[Work to do]
Look below for the line containing "Find the snow on". Output it and each remaining line of the entries exactly, and nothing else.

[Given data]
--------------------------------------------------

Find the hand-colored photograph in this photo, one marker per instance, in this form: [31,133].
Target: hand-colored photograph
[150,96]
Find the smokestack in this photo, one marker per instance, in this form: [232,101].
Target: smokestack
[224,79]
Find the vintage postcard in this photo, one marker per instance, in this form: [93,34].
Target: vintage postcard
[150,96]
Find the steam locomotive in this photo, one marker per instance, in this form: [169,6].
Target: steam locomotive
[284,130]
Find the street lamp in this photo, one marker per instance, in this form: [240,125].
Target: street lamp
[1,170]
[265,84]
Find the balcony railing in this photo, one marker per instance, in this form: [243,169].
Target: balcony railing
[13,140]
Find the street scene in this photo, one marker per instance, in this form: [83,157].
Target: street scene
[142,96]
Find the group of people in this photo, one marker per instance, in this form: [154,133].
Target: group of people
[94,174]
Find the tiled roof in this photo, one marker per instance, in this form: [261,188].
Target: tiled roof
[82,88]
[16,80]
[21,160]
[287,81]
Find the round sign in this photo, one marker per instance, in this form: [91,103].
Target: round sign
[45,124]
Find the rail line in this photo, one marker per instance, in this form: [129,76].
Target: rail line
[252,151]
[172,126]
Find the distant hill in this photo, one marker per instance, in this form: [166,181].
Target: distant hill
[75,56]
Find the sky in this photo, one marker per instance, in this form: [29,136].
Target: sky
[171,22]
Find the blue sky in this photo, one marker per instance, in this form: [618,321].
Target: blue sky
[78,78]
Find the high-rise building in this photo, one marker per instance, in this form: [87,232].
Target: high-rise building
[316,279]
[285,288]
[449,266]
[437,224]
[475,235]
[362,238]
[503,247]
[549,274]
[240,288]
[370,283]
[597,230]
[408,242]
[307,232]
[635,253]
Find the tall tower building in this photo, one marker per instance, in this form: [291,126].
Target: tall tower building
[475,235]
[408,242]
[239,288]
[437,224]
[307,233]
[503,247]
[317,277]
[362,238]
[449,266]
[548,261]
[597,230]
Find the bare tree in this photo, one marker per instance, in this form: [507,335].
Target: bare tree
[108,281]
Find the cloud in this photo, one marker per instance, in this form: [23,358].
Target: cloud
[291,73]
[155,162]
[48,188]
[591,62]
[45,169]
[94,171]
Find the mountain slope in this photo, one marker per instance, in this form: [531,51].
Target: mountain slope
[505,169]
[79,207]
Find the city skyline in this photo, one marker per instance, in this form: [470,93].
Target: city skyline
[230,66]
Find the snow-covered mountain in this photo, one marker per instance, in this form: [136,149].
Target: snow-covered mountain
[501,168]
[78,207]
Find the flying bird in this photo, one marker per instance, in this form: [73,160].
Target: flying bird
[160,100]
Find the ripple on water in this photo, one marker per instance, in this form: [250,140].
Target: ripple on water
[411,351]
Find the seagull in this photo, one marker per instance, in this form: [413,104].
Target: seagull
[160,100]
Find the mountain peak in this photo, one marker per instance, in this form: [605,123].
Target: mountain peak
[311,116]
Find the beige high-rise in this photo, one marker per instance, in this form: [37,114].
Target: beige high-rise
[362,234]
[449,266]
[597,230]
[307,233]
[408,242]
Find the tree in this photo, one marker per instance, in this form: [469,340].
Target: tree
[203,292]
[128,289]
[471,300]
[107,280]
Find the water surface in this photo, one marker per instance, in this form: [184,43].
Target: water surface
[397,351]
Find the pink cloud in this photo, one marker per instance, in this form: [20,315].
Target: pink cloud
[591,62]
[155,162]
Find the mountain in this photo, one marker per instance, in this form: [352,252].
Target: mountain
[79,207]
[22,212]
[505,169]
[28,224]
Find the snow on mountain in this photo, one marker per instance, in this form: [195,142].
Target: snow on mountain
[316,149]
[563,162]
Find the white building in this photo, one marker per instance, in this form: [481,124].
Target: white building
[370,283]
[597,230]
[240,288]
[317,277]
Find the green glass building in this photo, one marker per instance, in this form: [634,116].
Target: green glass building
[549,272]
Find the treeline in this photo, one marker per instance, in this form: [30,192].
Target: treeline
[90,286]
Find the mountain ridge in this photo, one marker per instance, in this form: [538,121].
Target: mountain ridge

--------------------------------------------------

[Response below]
Find the snow on mountain in this photo, one marker per instance, in this form: [195,142].
Target: snow on mountain
[316,149]
[563,162]
Find the white building in this photo, one marker per instance, in this form: [481,124].
Target: white building
[370,283]
[597,230]
[240,288]
[317,277]
Find the green glass building in this photo, one marker per instance, in this form: [634,116].
Target: green glass building
[549,272]
Find the treeline in this photo, one marker per instance, in this form: [30,192].
Target: treeline
[90,286]
Find the mountain ridge in this photo, one marker per instance, in this form: [538,121].
Target: mountain ridge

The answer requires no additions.